* **Görevin gerekleri**
Aşağıdaki metinde “İçine kapandığımız evler” diye başlayan paragrafı, temel bilgilerini koruyarak daha kısa biçimde yeniden yazın.
-------- Metin
İçine kapandığımız evler, öldürülen kadınların yüzde yetmiş beşinin cinayet mahalli. Yani pek çoğumuz için en tehlikeli yer. Buna rağmen Hâkim ve Savcılar Kurulu kadınların en önemli güvencesi olan 6284 sayılı Kanunu neredeyse askıya alan bir karar verdi ve şiddet uygulayanın evden uzaklaştırılmasını zorlaştırdı. Kadınlara şiddet uygulayanların cezaevinden erken çıkmasını sağlayacak infaz düzenlemesi gündemdeyken kimse salıverilen şiddet faillerinin nasıl denetleneceğini, hele salgın sürecinde kadınların güvenliğinin nasıl sağlanacağını konuşmuyor. 6284 askıya alınacağına erkek şiddetinin arttığı bu dönemde daha etkili uygulanmalı, uzaklaştırma kararlarının alınması zorlaşmak yerine kolaylaşmalı ve denetlenmeli, kadınlar İstanbul Sözleşmesi’nin öngördüğü şekilde önleyici ve koruyucu mekanizmalara erişebilmeli!
----------------
-------- Kayıtlı bilgiler
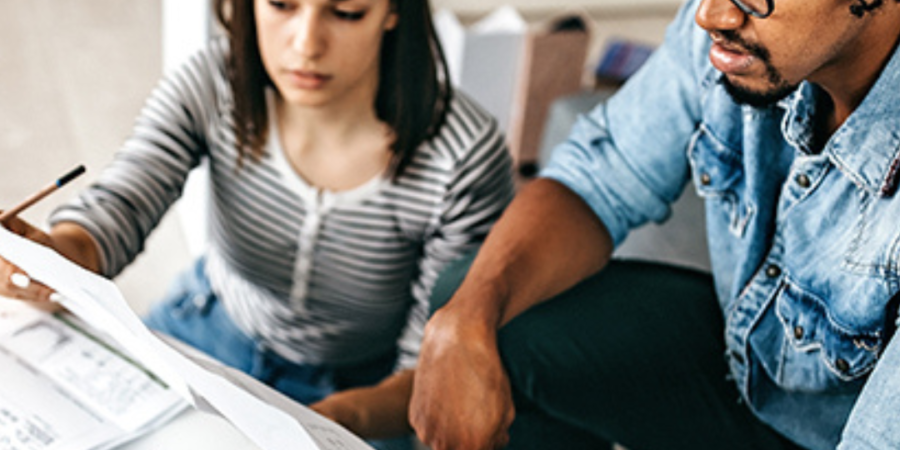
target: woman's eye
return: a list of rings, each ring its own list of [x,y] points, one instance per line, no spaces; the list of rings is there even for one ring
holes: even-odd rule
----------------
* **Tam çıktı**
Öldürülen kadınların yüzde yetmiş beşi evlerinde öldürülüyor; ev pek çok kadın için en tehlikeli yer. Buna karşın Hâkim ve Savcılar Kurulu, 6284 sayılı Kanunu neredeyse askıya alan bir kararla şiddet uygulayanın evden uzaklaştırılmasını zorlaştırdı. Şiddet faillerinin erken tahliyesini sağlayacak infaz düzenlemesi gündemde. Ancak salıverilenlerin nasıl denetleneceği ve salgında kadınların güvenliği konuşulmuyor. Erkek şiddetinin arttığı bu dönemde 6284 daha etkili uygulanmalı. Uzaklaştırma kararları kolaylaştırılıp denetlenmeli. Kadınlar da İstanbul Sözleşmesi’nin öngördüğü önleyici ve koruyucu mekanizmalara erişebilmeli.